_Directive_:
Transcribe, word for word, the line containing "of the french" and each line following it through the end of the listing below. Omit all other lines.

_Supplied data_:
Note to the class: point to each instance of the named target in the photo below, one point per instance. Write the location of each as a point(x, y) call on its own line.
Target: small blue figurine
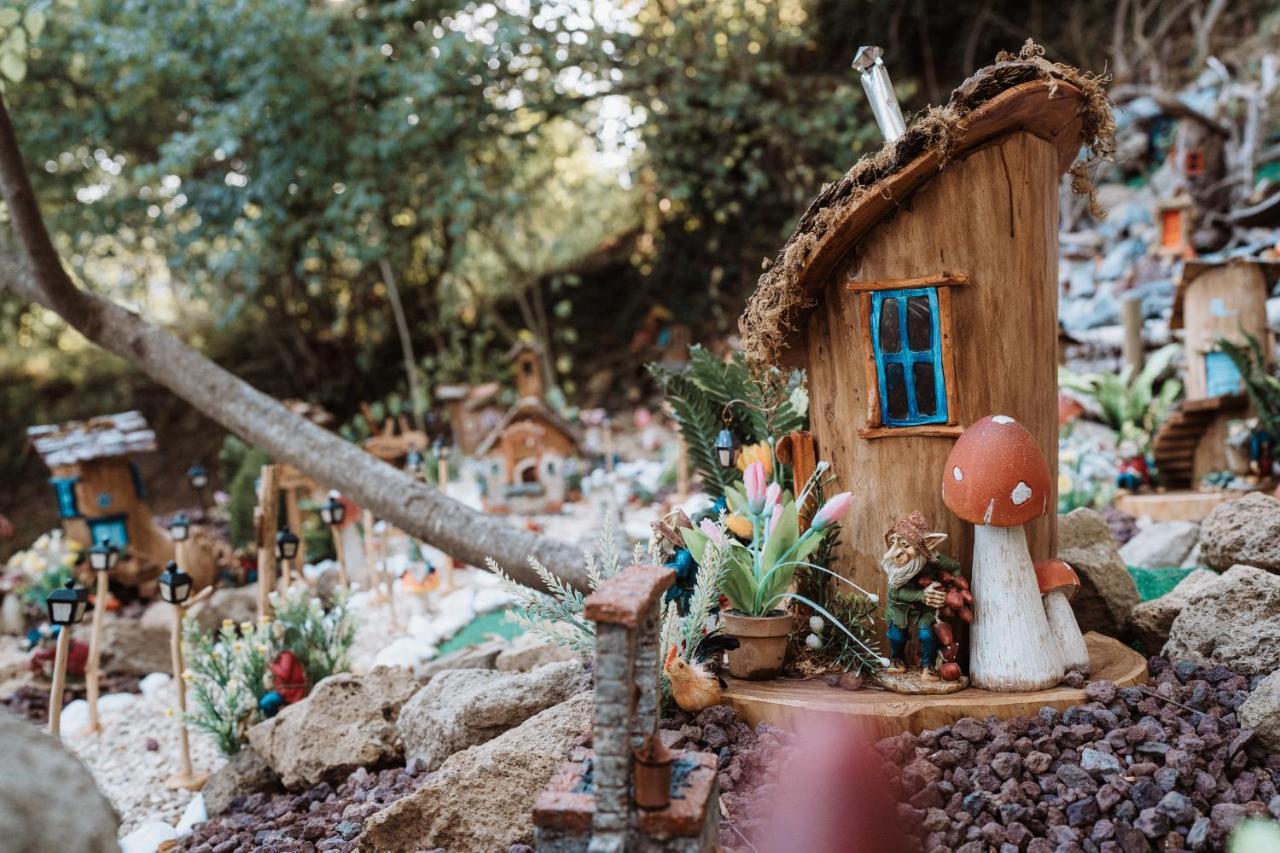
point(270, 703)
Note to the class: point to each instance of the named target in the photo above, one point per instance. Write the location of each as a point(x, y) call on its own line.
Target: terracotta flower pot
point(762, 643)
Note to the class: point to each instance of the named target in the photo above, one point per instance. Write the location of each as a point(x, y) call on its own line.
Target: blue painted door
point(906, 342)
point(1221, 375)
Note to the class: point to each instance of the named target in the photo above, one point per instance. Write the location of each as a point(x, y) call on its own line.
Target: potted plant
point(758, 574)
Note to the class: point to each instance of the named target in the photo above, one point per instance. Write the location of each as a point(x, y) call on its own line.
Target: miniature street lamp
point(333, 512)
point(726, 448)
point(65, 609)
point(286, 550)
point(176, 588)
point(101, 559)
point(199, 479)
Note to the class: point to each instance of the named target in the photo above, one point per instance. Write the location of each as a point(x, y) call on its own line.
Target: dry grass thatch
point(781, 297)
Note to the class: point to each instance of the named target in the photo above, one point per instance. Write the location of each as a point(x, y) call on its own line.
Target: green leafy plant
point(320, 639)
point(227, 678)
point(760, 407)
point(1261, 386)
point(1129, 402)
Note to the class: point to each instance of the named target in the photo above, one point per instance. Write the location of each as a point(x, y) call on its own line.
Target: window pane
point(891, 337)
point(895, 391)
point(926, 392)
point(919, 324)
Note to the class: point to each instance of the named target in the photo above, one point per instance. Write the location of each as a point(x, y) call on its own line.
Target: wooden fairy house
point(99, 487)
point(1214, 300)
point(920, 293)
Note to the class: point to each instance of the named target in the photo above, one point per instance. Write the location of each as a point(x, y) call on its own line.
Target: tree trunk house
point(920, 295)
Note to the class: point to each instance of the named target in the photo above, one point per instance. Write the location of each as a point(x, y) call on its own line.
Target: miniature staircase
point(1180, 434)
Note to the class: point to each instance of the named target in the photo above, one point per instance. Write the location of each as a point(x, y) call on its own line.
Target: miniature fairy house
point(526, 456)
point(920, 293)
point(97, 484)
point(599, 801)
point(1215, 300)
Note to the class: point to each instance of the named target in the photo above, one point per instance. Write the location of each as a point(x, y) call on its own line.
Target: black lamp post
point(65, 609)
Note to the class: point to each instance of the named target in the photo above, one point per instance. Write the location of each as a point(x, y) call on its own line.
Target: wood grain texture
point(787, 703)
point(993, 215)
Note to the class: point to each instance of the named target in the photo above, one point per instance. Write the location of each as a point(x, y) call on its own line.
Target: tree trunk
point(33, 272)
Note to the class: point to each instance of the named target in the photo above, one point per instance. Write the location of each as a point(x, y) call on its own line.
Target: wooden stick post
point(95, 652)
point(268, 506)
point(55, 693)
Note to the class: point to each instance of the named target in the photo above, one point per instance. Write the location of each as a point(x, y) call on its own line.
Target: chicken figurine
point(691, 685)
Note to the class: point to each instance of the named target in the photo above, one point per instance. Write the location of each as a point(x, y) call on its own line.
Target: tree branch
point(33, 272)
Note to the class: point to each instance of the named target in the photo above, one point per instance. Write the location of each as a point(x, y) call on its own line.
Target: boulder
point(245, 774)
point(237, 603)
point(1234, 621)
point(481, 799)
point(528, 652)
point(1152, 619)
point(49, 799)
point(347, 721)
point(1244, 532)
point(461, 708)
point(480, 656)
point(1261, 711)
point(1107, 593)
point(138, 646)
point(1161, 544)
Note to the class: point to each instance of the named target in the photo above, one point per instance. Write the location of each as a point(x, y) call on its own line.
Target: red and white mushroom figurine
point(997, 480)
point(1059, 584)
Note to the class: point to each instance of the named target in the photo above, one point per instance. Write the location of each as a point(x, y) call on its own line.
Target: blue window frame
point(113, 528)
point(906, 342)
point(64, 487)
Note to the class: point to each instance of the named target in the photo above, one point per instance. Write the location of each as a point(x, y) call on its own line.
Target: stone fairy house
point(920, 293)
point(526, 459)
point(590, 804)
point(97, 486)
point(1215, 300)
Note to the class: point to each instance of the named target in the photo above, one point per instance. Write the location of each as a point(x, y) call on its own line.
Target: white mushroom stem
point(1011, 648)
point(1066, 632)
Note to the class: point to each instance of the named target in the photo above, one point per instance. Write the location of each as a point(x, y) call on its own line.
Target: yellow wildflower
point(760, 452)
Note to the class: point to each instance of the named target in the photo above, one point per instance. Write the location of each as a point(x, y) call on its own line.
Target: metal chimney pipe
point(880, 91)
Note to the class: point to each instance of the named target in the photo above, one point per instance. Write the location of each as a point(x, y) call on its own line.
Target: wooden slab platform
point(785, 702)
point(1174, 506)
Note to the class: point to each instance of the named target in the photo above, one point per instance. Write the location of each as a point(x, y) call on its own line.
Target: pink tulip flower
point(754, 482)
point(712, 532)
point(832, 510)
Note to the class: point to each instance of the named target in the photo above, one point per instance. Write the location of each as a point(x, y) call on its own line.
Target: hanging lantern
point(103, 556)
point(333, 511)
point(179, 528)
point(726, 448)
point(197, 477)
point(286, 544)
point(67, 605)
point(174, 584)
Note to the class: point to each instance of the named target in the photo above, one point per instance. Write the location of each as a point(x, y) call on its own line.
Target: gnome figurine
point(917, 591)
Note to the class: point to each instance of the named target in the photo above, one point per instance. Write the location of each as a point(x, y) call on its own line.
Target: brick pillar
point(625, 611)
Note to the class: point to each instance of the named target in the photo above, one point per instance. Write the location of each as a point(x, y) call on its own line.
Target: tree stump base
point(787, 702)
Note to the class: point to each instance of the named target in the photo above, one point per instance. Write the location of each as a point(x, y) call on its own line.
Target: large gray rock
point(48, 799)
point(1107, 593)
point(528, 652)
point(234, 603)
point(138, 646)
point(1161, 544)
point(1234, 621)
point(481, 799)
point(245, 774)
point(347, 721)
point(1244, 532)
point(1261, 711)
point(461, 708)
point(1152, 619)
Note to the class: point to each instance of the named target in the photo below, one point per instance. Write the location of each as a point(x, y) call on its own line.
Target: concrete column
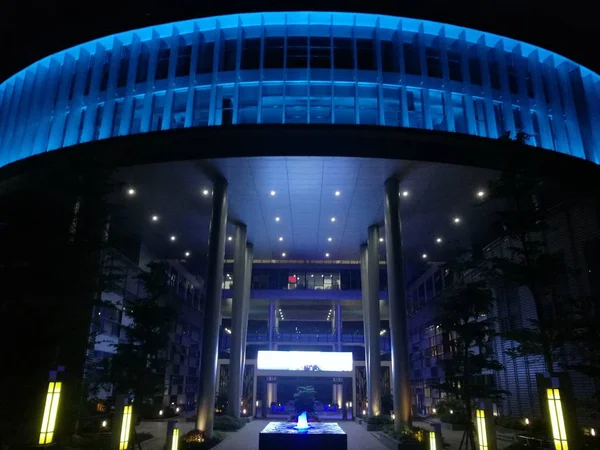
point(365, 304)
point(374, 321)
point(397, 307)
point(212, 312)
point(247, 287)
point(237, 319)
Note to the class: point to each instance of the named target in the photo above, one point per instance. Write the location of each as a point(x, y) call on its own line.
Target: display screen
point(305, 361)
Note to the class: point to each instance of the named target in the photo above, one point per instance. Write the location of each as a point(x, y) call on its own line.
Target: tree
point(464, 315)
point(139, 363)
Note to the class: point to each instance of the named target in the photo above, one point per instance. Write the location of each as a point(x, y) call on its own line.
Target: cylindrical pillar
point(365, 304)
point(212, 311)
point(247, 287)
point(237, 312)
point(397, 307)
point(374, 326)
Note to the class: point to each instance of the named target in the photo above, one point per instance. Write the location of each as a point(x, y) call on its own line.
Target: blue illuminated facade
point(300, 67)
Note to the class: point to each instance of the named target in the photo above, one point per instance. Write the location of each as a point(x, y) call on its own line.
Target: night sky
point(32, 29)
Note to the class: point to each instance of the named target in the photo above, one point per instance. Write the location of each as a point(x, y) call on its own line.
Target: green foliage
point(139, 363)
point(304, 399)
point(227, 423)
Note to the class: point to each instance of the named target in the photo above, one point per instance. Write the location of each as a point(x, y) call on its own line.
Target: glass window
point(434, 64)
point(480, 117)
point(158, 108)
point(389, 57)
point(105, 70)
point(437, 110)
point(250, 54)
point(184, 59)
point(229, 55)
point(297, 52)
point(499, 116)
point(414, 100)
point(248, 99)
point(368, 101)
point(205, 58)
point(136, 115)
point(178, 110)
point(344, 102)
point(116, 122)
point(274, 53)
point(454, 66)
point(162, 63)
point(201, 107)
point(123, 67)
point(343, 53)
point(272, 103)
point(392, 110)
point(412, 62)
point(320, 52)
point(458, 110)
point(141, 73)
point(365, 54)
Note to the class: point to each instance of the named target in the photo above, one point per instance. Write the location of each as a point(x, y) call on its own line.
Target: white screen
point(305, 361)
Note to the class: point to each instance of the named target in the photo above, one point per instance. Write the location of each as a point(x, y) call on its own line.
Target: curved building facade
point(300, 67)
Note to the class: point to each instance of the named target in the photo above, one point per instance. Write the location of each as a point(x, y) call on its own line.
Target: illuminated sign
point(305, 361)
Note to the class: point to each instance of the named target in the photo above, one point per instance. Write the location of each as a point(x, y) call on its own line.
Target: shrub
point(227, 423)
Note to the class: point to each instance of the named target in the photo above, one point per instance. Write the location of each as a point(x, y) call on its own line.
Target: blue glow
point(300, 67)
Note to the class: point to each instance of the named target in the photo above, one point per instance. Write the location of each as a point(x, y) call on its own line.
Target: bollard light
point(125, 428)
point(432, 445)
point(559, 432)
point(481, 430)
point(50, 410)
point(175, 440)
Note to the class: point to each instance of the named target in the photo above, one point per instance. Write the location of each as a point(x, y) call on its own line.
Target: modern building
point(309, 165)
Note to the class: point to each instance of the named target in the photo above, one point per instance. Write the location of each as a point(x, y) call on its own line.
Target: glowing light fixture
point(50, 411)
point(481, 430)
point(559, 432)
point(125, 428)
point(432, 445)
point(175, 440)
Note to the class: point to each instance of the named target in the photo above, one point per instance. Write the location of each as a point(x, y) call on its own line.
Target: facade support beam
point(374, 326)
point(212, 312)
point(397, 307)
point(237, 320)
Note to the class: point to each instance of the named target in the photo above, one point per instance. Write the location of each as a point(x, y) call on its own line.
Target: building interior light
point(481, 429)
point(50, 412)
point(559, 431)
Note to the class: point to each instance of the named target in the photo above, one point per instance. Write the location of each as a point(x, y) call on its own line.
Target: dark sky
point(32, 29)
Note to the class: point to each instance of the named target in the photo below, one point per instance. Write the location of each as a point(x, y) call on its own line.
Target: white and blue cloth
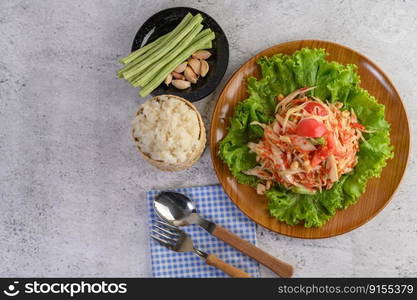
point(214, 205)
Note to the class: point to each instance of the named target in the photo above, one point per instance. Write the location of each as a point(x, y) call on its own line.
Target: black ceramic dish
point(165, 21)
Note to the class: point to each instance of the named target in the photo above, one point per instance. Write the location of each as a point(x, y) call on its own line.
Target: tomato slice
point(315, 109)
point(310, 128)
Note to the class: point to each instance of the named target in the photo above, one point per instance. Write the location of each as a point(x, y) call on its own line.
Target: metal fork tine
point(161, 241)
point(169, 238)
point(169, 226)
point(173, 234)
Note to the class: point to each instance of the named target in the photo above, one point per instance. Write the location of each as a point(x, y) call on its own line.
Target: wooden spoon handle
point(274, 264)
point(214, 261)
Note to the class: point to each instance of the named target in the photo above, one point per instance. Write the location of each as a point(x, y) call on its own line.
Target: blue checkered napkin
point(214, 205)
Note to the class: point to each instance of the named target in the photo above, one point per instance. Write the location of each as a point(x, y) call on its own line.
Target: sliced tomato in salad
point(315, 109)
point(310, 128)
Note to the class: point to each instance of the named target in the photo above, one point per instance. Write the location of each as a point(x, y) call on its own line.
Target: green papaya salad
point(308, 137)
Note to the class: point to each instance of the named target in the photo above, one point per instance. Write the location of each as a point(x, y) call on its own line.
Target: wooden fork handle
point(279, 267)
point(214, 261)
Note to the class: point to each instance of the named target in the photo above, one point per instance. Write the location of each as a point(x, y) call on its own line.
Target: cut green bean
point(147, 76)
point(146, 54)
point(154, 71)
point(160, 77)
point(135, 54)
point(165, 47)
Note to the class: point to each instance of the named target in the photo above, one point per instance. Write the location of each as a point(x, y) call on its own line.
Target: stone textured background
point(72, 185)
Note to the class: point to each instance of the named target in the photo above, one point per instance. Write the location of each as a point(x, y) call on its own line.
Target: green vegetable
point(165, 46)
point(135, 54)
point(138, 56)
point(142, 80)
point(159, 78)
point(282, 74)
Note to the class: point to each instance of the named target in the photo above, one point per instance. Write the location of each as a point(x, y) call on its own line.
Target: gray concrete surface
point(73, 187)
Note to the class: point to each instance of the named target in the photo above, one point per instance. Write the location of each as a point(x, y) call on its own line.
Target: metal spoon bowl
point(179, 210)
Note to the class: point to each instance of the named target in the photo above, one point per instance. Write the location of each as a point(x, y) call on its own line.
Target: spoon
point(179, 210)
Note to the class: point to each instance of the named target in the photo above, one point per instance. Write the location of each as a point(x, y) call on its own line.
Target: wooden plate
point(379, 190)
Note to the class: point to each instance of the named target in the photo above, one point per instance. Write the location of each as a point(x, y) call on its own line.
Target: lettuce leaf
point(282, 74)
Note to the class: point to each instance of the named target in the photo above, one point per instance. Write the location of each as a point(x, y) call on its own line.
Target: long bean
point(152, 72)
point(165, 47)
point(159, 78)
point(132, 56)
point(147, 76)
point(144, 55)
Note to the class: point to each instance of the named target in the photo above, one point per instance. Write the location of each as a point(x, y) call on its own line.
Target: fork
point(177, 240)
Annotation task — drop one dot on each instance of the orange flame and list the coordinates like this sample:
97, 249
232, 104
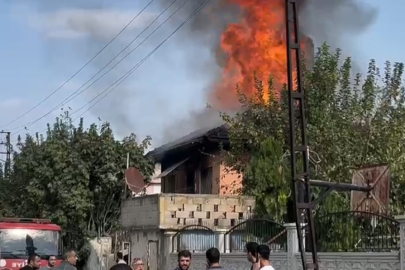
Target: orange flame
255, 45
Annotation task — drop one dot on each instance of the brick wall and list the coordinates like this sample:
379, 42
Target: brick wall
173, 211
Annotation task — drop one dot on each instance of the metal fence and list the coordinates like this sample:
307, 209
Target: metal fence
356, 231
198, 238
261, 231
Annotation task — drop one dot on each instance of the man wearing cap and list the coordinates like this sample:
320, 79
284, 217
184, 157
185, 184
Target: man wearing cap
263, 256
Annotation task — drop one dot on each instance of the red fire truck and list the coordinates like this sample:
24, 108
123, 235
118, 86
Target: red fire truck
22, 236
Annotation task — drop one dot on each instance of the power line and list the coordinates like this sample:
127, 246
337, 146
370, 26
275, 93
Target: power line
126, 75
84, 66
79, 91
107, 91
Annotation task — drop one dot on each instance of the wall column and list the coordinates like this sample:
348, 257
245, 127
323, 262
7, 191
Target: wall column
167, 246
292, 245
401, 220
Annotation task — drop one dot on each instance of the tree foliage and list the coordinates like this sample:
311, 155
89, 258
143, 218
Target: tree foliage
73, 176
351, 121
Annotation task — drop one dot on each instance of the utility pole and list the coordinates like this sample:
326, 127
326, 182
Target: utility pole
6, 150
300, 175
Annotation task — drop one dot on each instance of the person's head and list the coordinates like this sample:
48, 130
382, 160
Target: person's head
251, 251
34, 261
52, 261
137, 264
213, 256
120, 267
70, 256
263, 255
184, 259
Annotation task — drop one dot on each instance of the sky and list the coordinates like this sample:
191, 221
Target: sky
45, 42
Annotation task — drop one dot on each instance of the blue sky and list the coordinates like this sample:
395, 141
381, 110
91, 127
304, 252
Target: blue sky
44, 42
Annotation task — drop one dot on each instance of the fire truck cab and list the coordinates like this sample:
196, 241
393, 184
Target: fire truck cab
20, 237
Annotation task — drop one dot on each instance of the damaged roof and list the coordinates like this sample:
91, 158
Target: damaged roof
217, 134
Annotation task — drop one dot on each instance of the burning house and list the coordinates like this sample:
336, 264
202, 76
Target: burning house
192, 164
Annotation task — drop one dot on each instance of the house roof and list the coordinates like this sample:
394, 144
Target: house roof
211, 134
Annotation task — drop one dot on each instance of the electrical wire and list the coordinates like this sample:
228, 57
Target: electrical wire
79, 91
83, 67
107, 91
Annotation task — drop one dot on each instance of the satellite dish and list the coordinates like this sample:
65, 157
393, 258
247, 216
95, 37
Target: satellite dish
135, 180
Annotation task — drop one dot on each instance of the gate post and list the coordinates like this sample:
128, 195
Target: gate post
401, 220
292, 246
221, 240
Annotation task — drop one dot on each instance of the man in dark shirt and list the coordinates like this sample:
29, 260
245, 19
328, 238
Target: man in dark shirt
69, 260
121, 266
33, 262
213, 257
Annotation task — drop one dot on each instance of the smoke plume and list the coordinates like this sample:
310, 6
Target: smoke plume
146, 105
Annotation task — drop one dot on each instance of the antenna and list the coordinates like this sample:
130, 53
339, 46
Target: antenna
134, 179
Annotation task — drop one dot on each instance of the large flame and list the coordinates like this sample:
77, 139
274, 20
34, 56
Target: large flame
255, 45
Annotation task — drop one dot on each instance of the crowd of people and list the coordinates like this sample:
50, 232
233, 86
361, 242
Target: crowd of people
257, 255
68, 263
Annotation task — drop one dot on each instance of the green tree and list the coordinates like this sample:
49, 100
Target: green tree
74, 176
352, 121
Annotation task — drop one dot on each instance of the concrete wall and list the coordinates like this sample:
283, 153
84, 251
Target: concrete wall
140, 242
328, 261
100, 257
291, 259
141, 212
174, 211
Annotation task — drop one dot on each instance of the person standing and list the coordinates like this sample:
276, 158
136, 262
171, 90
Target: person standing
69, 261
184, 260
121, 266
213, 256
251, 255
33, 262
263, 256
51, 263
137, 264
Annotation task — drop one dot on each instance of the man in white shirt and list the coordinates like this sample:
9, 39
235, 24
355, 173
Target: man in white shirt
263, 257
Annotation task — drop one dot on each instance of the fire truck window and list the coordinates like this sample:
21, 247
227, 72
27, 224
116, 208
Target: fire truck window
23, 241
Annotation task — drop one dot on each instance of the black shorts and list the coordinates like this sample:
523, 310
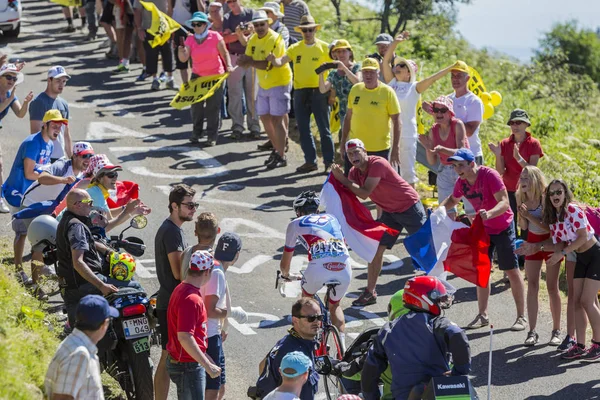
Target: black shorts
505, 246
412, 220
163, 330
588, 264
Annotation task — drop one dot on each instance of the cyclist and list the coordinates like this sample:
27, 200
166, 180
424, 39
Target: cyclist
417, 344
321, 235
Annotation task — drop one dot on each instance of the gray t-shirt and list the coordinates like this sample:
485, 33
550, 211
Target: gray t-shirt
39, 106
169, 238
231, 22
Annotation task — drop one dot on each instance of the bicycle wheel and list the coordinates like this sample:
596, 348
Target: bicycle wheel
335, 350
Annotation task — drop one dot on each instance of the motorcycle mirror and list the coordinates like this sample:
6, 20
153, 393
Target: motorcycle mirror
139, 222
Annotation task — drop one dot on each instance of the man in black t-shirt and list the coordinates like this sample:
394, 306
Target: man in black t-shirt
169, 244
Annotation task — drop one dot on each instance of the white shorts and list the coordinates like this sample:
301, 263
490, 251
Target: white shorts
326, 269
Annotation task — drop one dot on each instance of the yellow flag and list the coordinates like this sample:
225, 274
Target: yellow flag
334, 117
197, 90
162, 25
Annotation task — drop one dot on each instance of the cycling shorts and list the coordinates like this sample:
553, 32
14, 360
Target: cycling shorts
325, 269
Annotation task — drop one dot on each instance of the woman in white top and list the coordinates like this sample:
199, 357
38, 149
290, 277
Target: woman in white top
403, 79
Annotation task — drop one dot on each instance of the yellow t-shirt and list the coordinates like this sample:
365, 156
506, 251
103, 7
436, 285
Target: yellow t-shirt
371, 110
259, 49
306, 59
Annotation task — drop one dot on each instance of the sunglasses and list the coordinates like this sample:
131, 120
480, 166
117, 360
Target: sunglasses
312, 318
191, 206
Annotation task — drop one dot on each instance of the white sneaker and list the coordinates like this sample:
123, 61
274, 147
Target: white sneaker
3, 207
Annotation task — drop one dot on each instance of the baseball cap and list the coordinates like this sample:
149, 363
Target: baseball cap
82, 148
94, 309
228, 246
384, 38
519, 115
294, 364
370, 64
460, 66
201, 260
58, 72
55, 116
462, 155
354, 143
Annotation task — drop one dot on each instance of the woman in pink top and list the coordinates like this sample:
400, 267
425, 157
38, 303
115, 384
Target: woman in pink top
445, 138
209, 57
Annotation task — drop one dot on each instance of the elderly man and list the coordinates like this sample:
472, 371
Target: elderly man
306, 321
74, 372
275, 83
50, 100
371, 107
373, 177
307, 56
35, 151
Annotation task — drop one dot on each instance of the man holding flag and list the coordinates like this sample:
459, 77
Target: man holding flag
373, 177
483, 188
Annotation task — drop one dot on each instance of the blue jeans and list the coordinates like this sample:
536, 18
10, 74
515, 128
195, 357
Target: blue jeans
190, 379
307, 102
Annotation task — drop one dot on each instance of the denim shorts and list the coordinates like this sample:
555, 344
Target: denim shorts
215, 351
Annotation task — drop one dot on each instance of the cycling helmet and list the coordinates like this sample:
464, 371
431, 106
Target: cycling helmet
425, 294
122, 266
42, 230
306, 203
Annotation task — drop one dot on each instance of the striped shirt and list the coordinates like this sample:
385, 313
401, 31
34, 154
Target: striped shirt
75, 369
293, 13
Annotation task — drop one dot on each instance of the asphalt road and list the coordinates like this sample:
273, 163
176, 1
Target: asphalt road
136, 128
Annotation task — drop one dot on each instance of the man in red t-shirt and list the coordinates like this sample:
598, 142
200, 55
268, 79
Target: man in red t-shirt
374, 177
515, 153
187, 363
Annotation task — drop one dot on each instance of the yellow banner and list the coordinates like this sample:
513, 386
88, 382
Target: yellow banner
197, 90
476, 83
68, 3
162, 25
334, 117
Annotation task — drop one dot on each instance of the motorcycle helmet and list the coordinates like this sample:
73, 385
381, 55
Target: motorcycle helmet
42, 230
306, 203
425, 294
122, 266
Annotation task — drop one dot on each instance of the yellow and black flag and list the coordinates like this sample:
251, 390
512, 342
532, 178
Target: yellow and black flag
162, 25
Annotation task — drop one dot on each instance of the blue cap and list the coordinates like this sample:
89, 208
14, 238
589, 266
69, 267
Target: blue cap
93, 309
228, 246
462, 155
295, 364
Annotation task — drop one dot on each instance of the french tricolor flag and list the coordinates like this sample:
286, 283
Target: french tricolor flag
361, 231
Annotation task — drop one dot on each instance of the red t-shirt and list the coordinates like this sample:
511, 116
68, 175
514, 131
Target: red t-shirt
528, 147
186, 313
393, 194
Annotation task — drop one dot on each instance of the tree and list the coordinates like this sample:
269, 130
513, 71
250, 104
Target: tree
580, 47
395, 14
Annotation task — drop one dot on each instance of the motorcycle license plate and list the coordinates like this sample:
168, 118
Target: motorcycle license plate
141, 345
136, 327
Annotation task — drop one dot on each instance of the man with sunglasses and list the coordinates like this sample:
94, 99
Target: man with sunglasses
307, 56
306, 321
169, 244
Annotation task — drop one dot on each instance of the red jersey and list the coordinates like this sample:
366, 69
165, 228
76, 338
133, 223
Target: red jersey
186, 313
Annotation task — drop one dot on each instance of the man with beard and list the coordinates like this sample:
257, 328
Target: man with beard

_Output for this task_:
Annotation task — drop one dot on each instance of the french tricolor flag and list the coordinates like this sample:
286, 283
Target: french tricolor flag
361, 231
Annotation task — drop one dot on each instance of the red t-shirt and list the coordinates like this sample:
511, 116
68, 175
514, 131
Target: red t-shirt
528, 147
186, 313
393, 194
Annotation task — drop one dot on each instance of the tree and list the coordinates like this sample:
269, 130
513, 71
250, 104
Target: tree
580, 47
395, 14
Annotation task — drop one dot on each instance of the motorcycle license plate and list the coordinates like this sample:
168, 118
Target: motorcycle license plate
141, 345
136, 327
Annotation task — drop one dot on each instance of the man with sunglasses and list the coordinates like this sample:
94, 99
Target: man with sunglasses
307, 56
306, 321
169, 244
Annotation task — drop one dot on each instance of the red jersey and list the coordinates like this sample:
366, 69
165, 228
76, 338
133, 223
Target: red jersey
186, 313
Annotation task — drop one dot on each instance of the man with beard and list the coordinates like this sample:
257, 328
Target: man with beard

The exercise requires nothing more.